*Instructions for the task*: The goal here is an exact copy of the entries below, without their pictures.

*Natural-language object grounding data*:
Segment Open

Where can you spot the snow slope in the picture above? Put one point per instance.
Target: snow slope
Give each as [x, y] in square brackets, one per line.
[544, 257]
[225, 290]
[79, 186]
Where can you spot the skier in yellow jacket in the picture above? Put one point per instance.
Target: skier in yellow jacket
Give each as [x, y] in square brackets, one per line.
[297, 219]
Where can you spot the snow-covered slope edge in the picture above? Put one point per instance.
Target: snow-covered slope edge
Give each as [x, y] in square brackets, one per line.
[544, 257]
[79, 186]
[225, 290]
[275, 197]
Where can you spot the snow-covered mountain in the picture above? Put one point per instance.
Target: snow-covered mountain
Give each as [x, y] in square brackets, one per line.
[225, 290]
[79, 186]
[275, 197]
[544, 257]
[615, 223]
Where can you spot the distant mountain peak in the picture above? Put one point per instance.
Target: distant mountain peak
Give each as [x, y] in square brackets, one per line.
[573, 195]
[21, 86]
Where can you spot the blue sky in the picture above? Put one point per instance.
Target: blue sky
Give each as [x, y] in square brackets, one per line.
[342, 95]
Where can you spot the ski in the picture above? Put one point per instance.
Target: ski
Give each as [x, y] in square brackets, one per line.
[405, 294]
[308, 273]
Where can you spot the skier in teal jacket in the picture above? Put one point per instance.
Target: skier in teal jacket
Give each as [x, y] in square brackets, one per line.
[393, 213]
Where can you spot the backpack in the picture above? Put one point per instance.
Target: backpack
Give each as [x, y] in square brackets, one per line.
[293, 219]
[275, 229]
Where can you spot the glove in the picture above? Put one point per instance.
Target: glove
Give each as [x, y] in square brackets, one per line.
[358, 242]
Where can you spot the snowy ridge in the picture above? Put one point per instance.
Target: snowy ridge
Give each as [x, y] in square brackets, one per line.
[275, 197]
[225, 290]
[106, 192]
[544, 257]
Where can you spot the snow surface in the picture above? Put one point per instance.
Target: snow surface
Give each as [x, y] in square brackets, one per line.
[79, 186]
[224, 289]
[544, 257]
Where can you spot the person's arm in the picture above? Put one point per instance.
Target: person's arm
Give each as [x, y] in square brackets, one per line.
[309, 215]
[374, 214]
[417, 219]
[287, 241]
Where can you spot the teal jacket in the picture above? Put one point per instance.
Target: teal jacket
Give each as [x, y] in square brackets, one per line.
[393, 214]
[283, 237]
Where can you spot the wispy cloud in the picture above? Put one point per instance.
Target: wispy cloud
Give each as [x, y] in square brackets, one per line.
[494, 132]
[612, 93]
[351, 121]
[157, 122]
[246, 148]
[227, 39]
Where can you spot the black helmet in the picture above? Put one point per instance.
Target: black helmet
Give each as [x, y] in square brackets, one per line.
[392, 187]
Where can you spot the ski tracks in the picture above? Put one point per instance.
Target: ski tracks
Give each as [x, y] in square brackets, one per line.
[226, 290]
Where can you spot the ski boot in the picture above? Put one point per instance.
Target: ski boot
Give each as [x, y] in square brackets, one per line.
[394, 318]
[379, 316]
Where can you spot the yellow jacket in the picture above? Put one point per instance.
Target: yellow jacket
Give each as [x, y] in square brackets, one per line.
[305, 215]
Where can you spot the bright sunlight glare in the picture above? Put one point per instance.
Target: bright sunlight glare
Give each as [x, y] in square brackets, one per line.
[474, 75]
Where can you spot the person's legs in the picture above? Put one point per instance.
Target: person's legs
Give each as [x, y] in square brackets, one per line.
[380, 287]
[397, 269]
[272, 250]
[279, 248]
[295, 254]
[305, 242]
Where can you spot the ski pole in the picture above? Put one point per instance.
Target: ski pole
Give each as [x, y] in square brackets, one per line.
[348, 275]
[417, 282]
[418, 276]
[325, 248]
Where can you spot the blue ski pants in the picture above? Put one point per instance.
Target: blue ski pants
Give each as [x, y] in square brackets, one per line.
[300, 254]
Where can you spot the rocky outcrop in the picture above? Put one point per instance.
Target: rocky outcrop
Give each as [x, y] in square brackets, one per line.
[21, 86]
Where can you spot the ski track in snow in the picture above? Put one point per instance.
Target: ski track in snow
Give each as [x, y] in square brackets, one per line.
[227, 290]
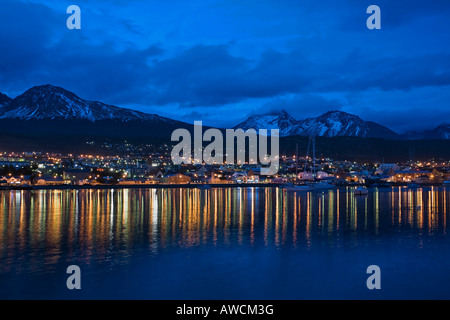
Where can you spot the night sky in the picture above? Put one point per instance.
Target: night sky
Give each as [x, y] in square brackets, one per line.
[222, 60]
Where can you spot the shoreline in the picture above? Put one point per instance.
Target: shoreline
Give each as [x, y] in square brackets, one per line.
[189, 186]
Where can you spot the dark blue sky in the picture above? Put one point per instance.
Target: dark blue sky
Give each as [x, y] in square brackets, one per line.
[222, 60]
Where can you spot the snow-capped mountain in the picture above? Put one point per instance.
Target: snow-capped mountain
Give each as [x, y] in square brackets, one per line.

Segment Closed

*Finished exercise*:
Where can you spot the snow slope in the picture above? Put one point per instance.
Target: snow slope
Give each as [x, y] in square brackets, one per line.
[544, 257]
[225, 290]
[79, 186]
Where can you spot the skier in yellow jacket in the picture above? Put one point per instance.
Target: skier in yellow jacket
Give each as [x, y] in square brackets, one per line.
[297, 219]
Where can you spot the snow-covered slope edge in the picture above? Put one point per instance.
Target: snow-covered slope edge
Give each as [x, y] in square brackets, one per line.
[544, 257]
[79, 186]
[225, 290]
[275, 197]
Where can you spot the snow-covered mountain in the picture above? Put one point per instance.
Target: snow-covered mountain
Give each as [x, y] in square brackets, one per line.
[225, 290]
[79, 186]
[275, 197]
[544, 257]
[615, 223]
Where can you spot the distant mountain peak in the picture above? Put one point per instance.
Target: distant mountain peak
Give each as [x, y] in square brackets, one per line.
[573, 195]
[21, 86]
Where can you spot the blue sky in the picture above? Put one point per instance.
Target: blue sky
Give each as [x, y] in square brackets, one per line.
[342, 95]
Where can you spot the ski in the picture above? Put one point per instance.
Target: ski
Give each as [x, y] in square brackets, one per line.
[405, 294]
[308, 273]
Where can you spot the skier in teal jacket in the picture above? Put one point per instance.
Target: skier in teal jacket
Give each as [x, y] in square brackets, one per line.
[393, 213]
Where can you spot the backpack in the picture above? Put one point per instance.
Target: backpack
Give each as [x, y] in square brackets, one per line.
[293, 219]
[275, 229]
Where can you spot the glove in the picture above? Put one point per instance.
Target: glove
Give each as [x, y] in square brackets, one per line.
[358, 242]
Where can you spot the snowy ridge in the picture above? Put one point per instance.
Target: snowy ridge
Give each as [x, y] in square brackets, one per line.
[275, 197]
[225, 290]
[106, 192]
[544, 257]
Where can you spot the snow surface in the picture above? Put one point per instance.
Target: snow surface
Give each as [x, y] in square brackets, one per line.
[79, 186]
[224, 289]
[544, 257]
Where can you spot the person's arm in the picture above? Put one point per instance.
Target: person's arm
Give each as [x, y] in square brackets, one per line.
[309, 215]
[374, 214]
[417, 219]
[287, 241]
Where can you spot the teal jacket in the picture above? Put one point per instance.
Target: teal jacket
Give each as [x, y] in square brackets, one per line.
[393, 214]
[283, 237]
Where can you spot the wispy cloud in the picture above? Put one point per instance.
Target: wispy cloud
Give each as [x, y] in square brackets, one per line.
[494, 132]
[612, 93]
[351, 121]
[157, 122]
[246, 148]
[227, 39]
Where can you spot the black helmet in the picture above? Put one point per instance.
Target: black helmet
Give each as [x, y] in square brackets, one per line.
[392, 187]
Where can you spot the ski tracks in the picture above? Put one point per instance.
Target: ski tracks
Give each as [x, y] in square brackets, one per line.
[226, 290]
Where can you spot the ski boot in the picture above? Put one point per instance.
Target: ski boot
Give each as [x, y] in square brackets, one per line.
[394, 318]
[379, 316]
Where can you spot the yellow jacket in the picture above? Put one point per instance.
Target: yellow jacket
Give each as [x, y] in square brackets, one per line.
[305, 215]
Where can you spot the bright sunlight glare in the picture above? Put one point per instance.
Target: bright sunlight glare
Give each as [x, y] in square brackets, one per line.
[474, 75]
Where can you spot the person's legs in the picture above? Put one point per instance.
Target: person's legs
Give each as [x, y] in square brackets, one per line.
[380, 287]
[397, 269]
[272, 250]
[279, 248]
[295, 254]
[305, 242]
Where can you spot the ski pole in the picture above? Put one point per instance.
Target: ski pole
Give each as [x, y] in square brackets, one per line.
[348, 275]
[417, 282]
[418, 276]
[325, 248]
Where can you spot the blue ski pants in the picture above? Put one point per instance.
Target: blue ski pants
Give each as [x, y] in square brackets, one per line.
[300, 254]
Where can you spot the rocky outcrop in the picture above? Put one point per instance.
Target: rocky outcrop
Give each as [x, y] in square brackets, one per line.
[21, 86]
Where can you spot the ski track in snow in the picture above? Put one point per instance.
Target: ski track in snow
Give each as [x, y] in square brackets, one per line.
[227, 290]
Where can you spot the night sky in the picture above? Put one point per instance.
Target: night sky
Give each as [x, y] in square brackets, one per line.
[222, 60]
Where can you spot the shoreline in the picture above? Put one point per instance.
Target: shoreline
Give each as [x, y] in square brackets, one per line.
[189, 186]
Where can you spot the dark blue sky in the picture above? Put one point per instance.
Target: dark blue sky
Give each as [x, y] in square brackets, one per line.
[222, 60]
Where can you spot the snow-capped mountain in the picture above? Put one point per instance.
Target: snow-capped mountain
Give each as [x, y] in square brackets, one per line.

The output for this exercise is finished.